Point-per-instance localization data:
Content starts

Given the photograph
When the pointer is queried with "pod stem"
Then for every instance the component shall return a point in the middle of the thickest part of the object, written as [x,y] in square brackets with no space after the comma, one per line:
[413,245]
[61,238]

Content ends
Content starts

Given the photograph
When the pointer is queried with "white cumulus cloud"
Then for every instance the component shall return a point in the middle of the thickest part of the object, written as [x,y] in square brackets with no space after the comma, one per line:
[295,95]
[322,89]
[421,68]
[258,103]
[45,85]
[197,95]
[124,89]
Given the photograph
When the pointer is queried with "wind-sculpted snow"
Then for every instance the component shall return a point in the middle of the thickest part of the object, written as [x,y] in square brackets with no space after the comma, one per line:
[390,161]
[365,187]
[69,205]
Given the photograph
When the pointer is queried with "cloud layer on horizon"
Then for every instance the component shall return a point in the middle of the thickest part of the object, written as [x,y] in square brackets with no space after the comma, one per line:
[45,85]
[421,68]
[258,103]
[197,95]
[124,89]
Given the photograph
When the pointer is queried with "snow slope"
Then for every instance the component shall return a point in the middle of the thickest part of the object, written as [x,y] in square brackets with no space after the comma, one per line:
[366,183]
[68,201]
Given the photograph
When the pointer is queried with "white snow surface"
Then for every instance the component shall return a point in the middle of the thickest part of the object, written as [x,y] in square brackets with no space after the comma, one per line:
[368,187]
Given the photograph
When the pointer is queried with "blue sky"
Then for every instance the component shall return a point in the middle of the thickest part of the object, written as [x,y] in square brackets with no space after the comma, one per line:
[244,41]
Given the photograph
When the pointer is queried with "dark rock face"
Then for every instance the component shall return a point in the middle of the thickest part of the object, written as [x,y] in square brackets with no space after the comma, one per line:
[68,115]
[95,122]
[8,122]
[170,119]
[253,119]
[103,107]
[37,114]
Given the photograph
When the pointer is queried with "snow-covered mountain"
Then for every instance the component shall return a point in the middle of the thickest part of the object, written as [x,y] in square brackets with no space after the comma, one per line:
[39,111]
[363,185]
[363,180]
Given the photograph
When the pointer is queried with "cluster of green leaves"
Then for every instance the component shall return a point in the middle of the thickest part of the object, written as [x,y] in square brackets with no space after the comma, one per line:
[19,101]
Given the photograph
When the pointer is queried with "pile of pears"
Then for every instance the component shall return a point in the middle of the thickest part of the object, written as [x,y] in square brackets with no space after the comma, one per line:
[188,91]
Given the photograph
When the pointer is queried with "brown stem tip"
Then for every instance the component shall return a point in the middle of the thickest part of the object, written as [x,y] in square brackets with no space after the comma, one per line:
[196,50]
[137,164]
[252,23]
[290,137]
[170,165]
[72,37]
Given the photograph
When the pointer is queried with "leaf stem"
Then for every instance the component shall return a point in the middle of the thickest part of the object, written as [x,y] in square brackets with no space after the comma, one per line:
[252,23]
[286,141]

Content ends

Brief
State how many lines of the data include the word "white", with nothing else.

Solution to this exercise
2